_Instructions for the task_: In the vanilla cake post, what starting price per slice do bakeries charge for wedding cake?

_Passage provided_:
====

Wednesday, September 10, 2008

Vanilla Cake, Filled With Custard and Fresh Raspberries, Swiss Buttercream Icing

{small voice: don't judge me for the icing efforts, people, it was my first time}

Once upon a time (a bit more than 3 years ago, to be exact), on a sunny June day, we ate a cake with all of our closest friends and beloved family. Ok, it was more like 1:30 am by the time we actually cut into it, but it was inextricably part and parcel of a day that (and I'm trying really hard to avoid all cliches here) I keep in a sealed corner of my mind, to return to in the rainy moments of life. A day, the simple memory of which, is guaranteed to make me happy.

Smiling goofily, we read our vows in English and in Hebrew, and I think I might have promised him my heart and he might have promised to give my dad some goats. I wasn't following too well, and the Hebrew vows are something like 5,000 years old, so I was pretty sure I could catch up later. But the cake was really awesome. The cake had a story, it was a whole saga, in fact. Now, if you don't live in Los Angeles (or New York), you'd better sit down when I tell you that bakeries want to charge a starting price of $6.50 per slice of wedding cake. That's for a plain cake with plain frosting with no decorations. If you dare to want some piped flowers, and maybe some fruit, you will be paying close to $10 (that's per slice). That is not including tax, a hefty delivery fee (even if the bakery is within a mile from your place of choosing), and a cutting fee if your place of choosing happens to be anything other than a private residence. I wonder that they don't make you buy the cake flour. When A. and I sat down and calculated that we would have to pay two thousand dollars for a cake, I think I might have fainted for a little bit. I mean, do you know how many cakes I could make for two thousand dollars? And worst of all was that I pretty much hated all the cakes I had so diligently tested from supposedly "famous" bakeries. Dry, crumbly, with icing that was at once flavorless and too sweet... and don't even get me started on fondant. Yuk.

====

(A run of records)
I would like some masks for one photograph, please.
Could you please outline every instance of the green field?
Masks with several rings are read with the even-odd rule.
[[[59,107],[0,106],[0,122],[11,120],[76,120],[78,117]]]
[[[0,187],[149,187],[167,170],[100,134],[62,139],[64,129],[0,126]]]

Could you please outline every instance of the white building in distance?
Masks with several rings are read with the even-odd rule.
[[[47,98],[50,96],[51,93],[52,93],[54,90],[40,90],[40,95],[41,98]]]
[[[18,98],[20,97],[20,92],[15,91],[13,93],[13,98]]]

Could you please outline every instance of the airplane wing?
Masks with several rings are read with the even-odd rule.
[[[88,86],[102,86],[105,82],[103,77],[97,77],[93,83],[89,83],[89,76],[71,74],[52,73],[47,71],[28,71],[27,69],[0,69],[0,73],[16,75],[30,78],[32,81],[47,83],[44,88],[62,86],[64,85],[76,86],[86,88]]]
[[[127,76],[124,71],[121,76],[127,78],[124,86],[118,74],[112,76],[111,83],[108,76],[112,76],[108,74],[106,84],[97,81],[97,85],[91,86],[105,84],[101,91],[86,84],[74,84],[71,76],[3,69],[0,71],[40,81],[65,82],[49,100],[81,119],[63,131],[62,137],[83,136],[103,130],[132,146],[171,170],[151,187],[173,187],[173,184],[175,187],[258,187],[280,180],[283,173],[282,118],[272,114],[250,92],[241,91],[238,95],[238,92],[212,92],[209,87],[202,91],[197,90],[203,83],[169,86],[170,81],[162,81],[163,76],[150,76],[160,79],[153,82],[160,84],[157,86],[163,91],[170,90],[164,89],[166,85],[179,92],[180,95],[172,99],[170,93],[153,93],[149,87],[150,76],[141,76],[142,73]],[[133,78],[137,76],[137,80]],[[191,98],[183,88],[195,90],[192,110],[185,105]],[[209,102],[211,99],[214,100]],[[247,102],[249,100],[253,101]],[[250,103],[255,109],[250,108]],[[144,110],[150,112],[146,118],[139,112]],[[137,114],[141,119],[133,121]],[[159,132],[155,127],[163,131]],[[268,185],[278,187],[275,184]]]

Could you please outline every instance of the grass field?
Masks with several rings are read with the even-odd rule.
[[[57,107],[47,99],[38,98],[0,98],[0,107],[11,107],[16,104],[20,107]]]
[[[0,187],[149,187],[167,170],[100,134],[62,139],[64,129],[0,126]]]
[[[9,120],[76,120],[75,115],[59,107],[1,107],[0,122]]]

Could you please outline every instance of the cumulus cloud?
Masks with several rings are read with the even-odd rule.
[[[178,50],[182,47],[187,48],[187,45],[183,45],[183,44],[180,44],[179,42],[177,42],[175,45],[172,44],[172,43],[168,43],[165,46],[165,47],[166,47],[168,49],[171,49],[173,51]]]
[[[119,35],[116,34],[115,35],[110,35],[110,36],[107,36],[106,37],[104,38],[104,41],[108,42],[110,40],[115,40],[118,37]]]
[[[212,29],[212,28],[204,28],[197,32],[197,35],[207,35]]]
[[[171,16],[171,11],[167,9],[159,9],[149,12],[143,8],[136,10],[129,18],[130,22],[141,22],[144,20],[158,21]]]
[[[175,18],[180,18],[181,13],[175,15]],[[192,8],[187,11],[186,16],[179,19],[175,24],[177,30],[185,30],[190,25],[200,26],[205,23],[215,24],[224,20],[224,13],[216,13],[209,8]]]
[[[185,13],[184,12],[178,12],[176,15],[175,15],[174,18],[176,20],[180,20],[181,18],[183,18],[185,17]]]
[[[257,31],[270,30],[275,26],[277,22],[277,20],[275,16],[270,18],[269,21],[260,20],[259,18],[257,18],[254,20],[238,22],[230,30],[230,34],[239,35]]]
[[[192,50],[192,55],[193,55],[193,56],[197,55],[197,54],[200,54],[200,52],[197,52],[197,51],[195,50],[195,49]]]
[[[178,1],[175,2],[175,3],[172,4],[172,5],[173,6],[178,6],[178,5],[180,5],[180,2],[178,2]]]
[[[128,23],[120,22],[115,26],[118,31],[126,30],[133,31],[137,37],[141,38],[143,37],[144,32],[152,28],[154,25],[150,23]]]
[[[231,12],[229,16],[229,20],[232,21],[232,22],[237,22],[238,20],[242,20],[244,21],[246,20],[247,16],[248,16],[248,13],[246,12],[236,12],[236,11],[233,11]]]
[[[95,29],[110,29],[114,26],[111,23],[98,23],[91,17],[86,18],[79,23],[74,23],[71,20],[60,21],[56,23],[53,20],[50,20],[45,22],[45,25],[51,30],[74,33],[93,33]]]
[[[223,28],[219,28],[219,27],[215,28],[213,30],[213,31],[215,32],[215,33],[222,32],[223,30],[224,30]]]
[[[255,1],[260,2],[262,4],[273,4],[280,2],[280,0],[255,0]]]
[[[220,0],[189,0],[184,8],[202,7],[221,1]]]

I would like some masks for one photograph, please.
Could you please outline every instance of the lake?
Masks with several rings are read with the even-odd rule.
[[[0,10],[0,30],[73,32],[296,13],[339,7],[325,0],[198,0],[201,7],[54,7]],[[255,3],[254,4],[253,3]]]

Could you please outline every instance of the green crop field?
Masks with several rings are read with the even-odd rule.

====

_Exercise solution_: $6.50 per slice.